# Ihre Aufgabe:
Geben Sie aus dem folgenden Text über Lernen und Computerspiele den Abschnitt wortgetreu wieder, der mit den Worten „Eigener Antrieb, Begeisterung“ einsetzt und mit „Computerspiel erfolgreich machen.“ schließt.

# Vorliegender Text:
——————————
Eigener Antrieb, Begeisterung und Neugier stehen beim institutionalisierten Lernen zu wenig im Fokus. Das Bildungssystem wird zum Spielverderber. Von der Spieleindustrie könnte es sich eine Menge abschauen. Erfolgreiches Lernen kombiniert Spaß und Ernst, Neugier und Disziplin, Feedback und Kontrolle. Das zeigt sich bereits beim simplen Bücher-Quiz Antolin. Wenn schon kleine Anreize wie virtuelle Punkte und Urkunden genügen, um die Lust am Lesen zu steigern, wie sehr könnte Bildung dann erst von der professionellen Spieleindustrie profitieren? Hier nur zwei Kriterien (mehr finden Sie im Buch „Die Digitale Bildungsrevolution“), die ein Computerspiel erfolgreich machen.
——————————
# Datensätze:
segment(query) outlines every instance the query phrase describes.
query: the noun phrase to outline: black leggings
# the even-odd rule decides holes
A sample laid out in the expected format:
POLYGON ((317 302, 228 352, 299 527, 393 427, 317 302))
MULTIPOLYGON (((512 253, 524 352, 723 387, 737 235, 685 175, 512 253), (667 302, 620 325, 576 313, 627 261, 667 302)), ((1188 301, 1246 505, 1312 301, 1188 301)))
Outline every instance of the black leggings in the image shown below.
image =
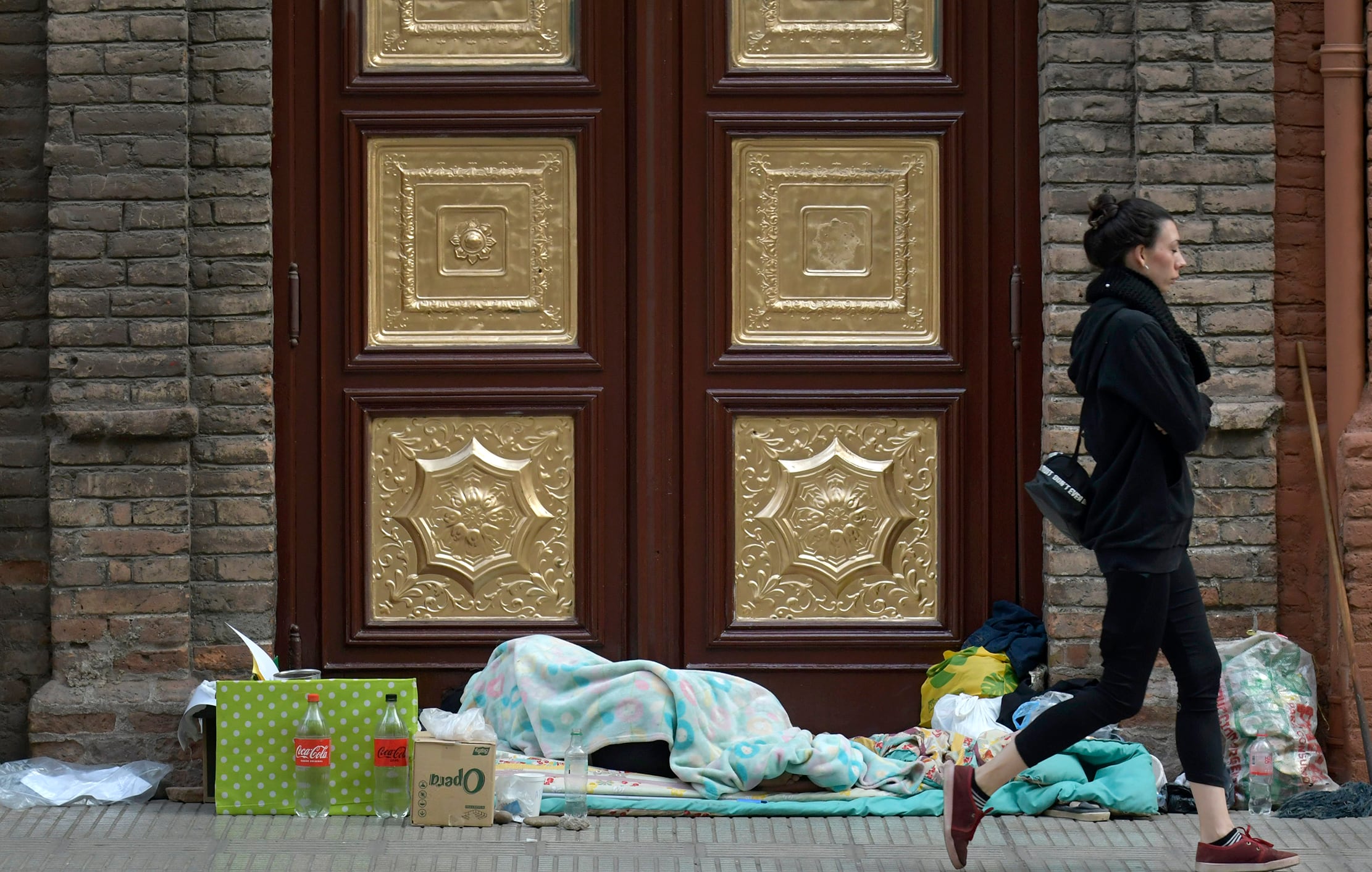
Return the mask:
POLYGON ((1048 709, 1015 736, 1030 766, 1143 707, 1161 648, 1177 677, 1177 755, 1187 780, 1225 785, 1220 735, 1220 655, 1191 559, 1168 574, 1107 573, 1100 684, 1048 709))

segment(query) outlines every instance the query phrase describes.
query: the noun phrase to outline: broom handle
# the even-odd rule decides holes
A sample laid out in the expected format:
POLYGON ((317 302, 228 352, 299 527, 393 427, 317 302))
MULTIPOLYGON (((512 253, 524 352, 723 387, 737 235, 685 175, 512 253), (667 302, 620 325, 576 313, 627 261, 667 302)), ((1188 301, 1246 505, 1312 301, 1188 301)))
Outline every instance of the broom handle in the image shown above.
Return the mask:
POLYGON ((1329 575, 1339 606, 1339 625, 1343 643, 1349 650, 1349 670, 1353 673, 1353 702, 1358 709, 1358 728, 1362 731, 1362 757, 1372 779, 1372 735, 1368 735, 1367 704, 1362 702, 1362 681, 1358 677, 1358 655, 1353 647, 1353 615, 1349 614, 1349 592, 1343 586, 1343 552, 1339 537, 1334 531, 1334 504, 1329 503, 1329 479, 1324 474, 1324 442, 1320 439, 1320 422, 1314 416, 1314 395, 1310 393, 1310 368, 1305 363, 1305 343, 1295 343, 1301 361, 1301 390, 1305 391, 1305 415, 1310 422, 1310 442, 1314 446, 1314 477, 1320 483, 1320 505, 1324 508, 1324 537, 1329 544, 1329 575))

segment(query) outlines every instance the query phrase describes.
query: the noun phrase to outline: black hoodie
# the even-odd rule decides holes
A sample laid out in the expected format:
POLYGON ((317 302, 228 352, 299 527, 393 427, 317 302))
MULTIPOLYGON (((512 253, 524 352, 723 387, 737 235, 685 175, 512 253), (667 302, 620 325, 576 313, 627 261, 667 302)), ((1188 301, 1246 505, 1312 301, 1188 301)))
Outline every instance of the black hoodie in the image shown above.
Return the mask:
POLYGON ((1162 325, 1111 295, 1106 283, 1120 277, 1110 271, 1092 283, 1095 302, 1072 335, 1067 375, 1083 397, 1081 428, 1096 461, 1083 544, 1103 573, 1170 573, 1191 536, 1185 456, 1205 441, 1210 398, 1162 325))

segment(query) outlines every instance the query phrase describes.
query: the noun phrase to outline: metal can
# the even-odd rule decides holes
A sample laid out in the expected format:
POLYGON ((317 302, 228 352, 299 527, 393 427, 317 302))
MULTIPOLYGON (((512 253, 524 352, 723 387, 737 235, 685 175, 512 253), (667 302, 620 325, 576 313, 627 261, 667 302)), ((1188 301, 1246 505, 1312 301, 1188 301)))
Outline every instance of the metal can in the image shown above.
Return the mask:
POLYGON ((321 674, 317 669, 287 669, 276 673, 272 681, 318 681, 321 674))

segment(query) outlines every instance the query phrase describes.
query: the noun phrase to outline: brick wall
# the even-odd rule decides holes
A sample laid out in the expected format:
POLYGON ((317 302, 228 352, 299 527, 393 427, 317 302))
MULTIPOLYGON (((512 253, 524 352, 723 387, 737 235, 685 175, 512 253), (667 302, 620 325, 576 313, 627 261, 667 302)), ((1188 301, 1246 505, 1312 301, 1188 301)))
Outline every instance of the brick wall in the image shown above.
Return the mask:
POLYGON ((268 0, 49 0, 52 680, 34 753, 178 759, 273 633, 268 0))
MULTIPOLYGON (((1191 460, 1192 560, 1216 637, 1275 629, 1273 27, 1270 0, 1041 3, 1044 449, 1070 450, 1080 400, 1069 339, 1091 269, 1089 198, 1137 192, 1177 216, 1191 262, 1170 292, 1213 361, 1217 427, 1191 460)), ((1099 669, 1104 585, 1089 552, 1047 530, 1054 677, 1099 669)), ((1174 684, 1155 673, 1131 732, 1177 764, 1174 684)))
MULTIPOLYGON (((1372 3, 1368 3, 1368 27, 1372 29, 1372 3)), ((1372 92, 1372 89, 1369 89, 1372 92)), ((1372 119, 1372 99, 1368 102, 1368 118, 1372 119)), ((1372 158, 1372 147, 1368 148, 1372 158)), ((1368 238, 1372 240, 1372 159, 1368 163, 1369 224, 1368 238)), ((1372 265, 1372 249, 1369 249, 1372 265)), ((1372 282, 1372 268, 1368 269, 1372 282)), ((1372 310, 1372 284, 1368 287, 1369 310, 1372 310)), ((1372 325, 1372 324, 1369 324, 1372 325)), ((1372 353, 1372 347, 1368 349, 1372 353)), ((1372 372, 1372 368, 1369 368, 1372 372)), ((1361 684, 1365 695, 1372 695, 1372 386, 1364 389, 1362 402, 1349 422, 1338 455, 1340 536, 1343 542, 1343 566, 1347 571, 1349 610, 1353 617, 1353 636, 1357 640, 1357 658, 1361 666, 1361 684)), ((1334 612, 1331 610, 1331 623, 1334 612)), ((1342 637, 1331 633, 1329 659, 1335 670, 1347 665, 1342 637)), ((1351 688, 1345 681, 1331 682, 1331 696, 1338 695, 1342 704, 1331 706, 1331 744, 1340 743, 1343 753, 1338 757, 1335 777, 1358 779, 1368 776, 1367 758, 1362 753, 1362 737, 1358 731, 1357 711, 1351 704, 1351 688)))
POLYGON ((48 676, 44 0, 0 0, 0 761, 48 676))

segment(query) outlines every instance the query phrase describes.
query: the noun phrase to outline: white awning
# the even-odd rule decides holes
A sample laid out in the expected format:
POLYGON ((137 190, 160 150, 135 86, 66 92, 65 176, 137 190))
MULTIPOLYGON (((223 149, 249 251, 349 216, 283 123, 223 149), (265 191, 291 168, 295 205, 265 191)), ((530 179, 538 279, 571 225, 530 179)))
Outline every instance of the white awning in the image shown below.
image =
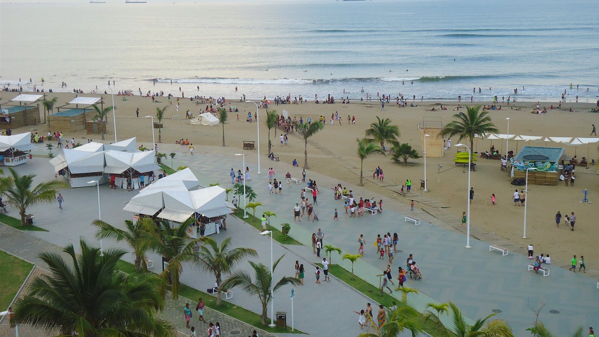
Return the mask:
POLYGON ((100 100, 99 97, 75 97, 69 104, 87 104, 91 105, 100 100))
POLYGON ((40 99, 40 98, 41 98, 43 96, 44 96, 43 95, 21 94, 17 96, 17 97, 15 97, 13 99, 11 99, 11 101, 16 101, 18 102, 35 102, 38 99, 40 99))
——————————
# Antwort zur Aufgabe:
Eigener Antrieb, Begeisterung und Neugier stehen beim institutionalisierten Lernen zu wenig im Fokus. Das Bildungssystem wird zum Spielverderber. Von der Spieleindustrie könnte es sich eine Menge abschauen. Erfolgreiches Lernen kombiniert Spaß und Ernst, Neugier und Disziplin, Feedback und Kontrolle. Das zeigt sich bereits beim simplen Bücher-Quiz Antolin. Wenn schon kleine Anreize wie virtuelle Punkte und Urkunden genügen, um die Lust am Lesen zu steigern, wie sehr könnte Bildung dann erst von der professionellen Spieleindustrie profitieren? Hier nur zwei Kriterien (mehr finden Sie im Buch „Die Digitale Bildungsrevolution“), die ein Computerspiel erfolgreich machen.